[Supplied passage]
----------------------------------------
Former Providence Captain Peter Laviolette Leads P-Bruins to Calder Cup in Record-Setting 1998-99 Campaign Editor’s note: NESN.com is asking Bruins fans to share their favorite Bruins memory. Al Daniel of Providence, R.I., shared the following moment.

In my young life, only one of my favorite sports teams has treated me to a championship thrill ride without casting a single moment of doubt or worry along the way.

That team was the 1998-99 Providence Bruins, who all but thoroughly Zambonied the American Hockey League record books en route to their first Calder Cup title. (Kind of ironic, is it not, that in Wayne Gretzky’s final NHL season, a team would rewrite another hockey league’s record book in Gretzky-like fashion?)
 
What’s more, with former team captain Peter Laviolette behind the bench, the P-Bruins pulled off the ultimate District-Five-to-Ducks turnaround. A year after finishing last in the league at 19-49-12, they ran away with the 1999 regular season crown at 56-16-8.
 
From there, the Bruins won each playoff round in assertive fashion, never trailing in a series nor allowing their adversary to force a rubber game. They vanquished Worcester in a best-of-five series, 3-1, swept Hartford in the division finals, teased Fredericton before polishing them off in six games, and then abolished Rochester in five games to take the Cup.
 
Only one thing taints this memory for me: my family had moved away from New England two years prior, rendering me unable to witness any of the historic run in person. But a title is a title. And as I followed this saga through the online edition of the Providence Journal, I satisfactorily managed to envision myself in what was then known as the Civic Center, which I had visited 13 times in four years before we moved.
----------------------------------------
[Data lines]

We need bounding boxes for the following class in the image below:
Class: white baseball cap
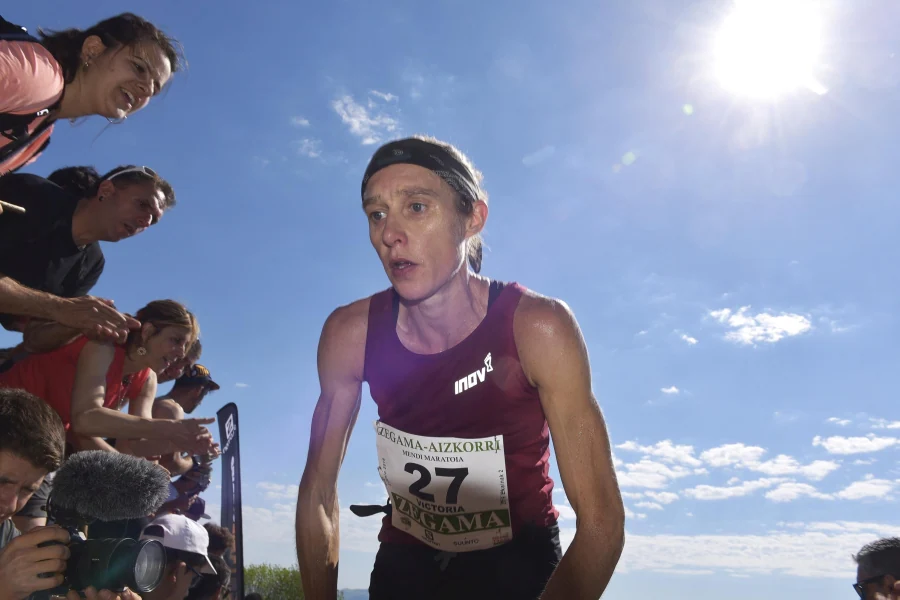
[141,514,216,575]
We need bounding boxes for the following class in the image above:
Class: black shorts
[369,525,562,600]
[16,472,56,519]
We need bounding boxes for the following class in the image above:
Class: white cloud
[835,475,897,500]
[683,478,784,500]
[522,146,556,167]
[700,444,766,467]
[616,440,703,467]
[766,481,832,502]
[617,458,699,490]
[369,90,397,102]
[709,306,812,346]
[331,95,399,146]
[556,504,577,521]
[644,491,678,504]
[294,138,322,158]
[588,523,900,587]
[813,433,897,454]
[625,506,647,521]
[256,481,298,500]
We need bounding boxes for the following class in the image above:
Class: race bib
[375,421,512,552]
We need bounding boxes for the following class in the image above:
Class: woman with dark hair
[0,165,175,352]
[0,300,215,456]
[0,13,181,176]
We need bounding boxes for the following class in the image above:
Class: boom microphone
[50,450,169,522]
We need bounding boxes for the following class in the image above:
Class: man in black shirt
[0,166,175,352]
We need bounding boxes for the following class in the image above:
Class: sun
[714,0,826,99]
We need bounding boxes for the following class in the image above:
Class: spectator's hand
[169,418,216,454]
[0,526,69,600]
[51,296,141,343]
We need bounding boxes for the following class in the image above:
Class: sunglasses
[106,167,159,181]
[853,573,900,600]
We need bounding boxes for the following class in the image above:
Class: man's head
[0,389,66,522]
[853,538,900,600]
[47,165,175,242]
[362,137,488,301]
[203,523,234,556]
[141,515,216,600]
[156,340,203,384]
[188,556,231,600]
[169,365,219,414]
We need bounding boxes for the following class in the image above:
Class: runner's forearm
[22,321,81,353]
[0,273,63,321]
[540,530,624,600]
[296,482,340,600]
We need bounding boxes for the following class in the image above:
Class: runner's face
[0,450,47,523]
[76,36,172,119]
[363,164,466,300]
[99,179,165,242]
[144,325,192,373]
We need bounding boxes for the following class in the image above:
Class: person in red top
[0,300,215,456]
[0,13,180,177]
[296,137,625,600]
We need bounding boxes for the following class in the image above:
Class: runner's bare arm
[296,300,369,600]
[515,296,625,600]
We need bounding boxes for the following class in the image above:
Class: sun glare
[715,0,826,99]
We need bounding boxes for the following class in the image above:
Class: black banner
[216,402,244,600]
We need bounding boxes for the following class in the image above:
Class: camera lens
[134,540,166,592]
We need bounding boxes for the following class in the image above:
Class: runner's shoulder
[513,289,581,356]
[322,298,370,347]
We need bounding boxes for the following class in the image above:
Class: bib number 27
[404,463,469,504]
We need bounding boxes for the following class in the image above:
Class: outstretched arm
[515,296,625,600]
[296,301,368,600]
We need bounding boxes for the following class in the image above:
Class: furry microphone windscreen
[51,450,169,521]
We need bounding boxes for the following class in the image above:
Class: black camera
[29,497,166,600]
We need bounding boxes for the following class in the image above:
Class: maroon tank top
[363,281,559,545]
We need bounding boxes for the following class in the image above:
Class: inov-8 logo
[453,352,494,395]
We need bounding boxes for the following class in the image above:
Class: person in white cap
[141,515,216,600]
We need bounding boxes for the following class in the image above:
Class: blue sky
[7,0,900,600]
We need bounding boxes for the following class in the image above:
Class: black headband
[360,138,478,202]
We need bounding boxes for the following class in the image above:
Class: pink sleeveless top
[363,282,559,544]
----------------------------------------
[Problems and tasks]
- A) According to the Providence Bruins memory, what record did the team finish with in the 1999 regular season?
- B) Write out the part of the Providence Bruins memory that opens with the words containing "Former Providence Captain" and closes with "in Gretzky-like fashion?)".
- C) Rewrite the paragraph of the Providence Bruins memory beginning "From there, the Bruins won each playoff round" as a short list that keeps its main facts.

[Per-task answers]
- A) 56-16-8

- B)
Former Providence Captain Peter Laviolette Leads P-Bruins to Calder Cup in Record-Setting 1998-99 Campaign Editor’s note: NESN.com is asking Bruins fans to share their favorite Bruins memory. Al Daniel of Providence, R.I., shared the following moment.

In my young life, only one of my favorite sports teams has treated me to a championship thrill ride without casting a single moment of doubt or worry along the way.

That team was the 1998-99 Providence Bruins, who all but thoroughly Zambonied the American Hockey League record books en route to their first Calder Cup title. (Kind of ironic, is it not, that in Wayne Gretzky’s final NHL season, a team would rewrite another hockey league’s record book in Gretzky-like fashion?)

- C)
- The Bruins won every playoff round decisively, never trailing in a series and never letting an opponent force a deciding game.
- They beat Worcester 3-1 in a best-of-five series.
- They swept Hartford in the division finals.
- They beat Fredericton in six games.
- They beat Rochester in five games to win the Cup.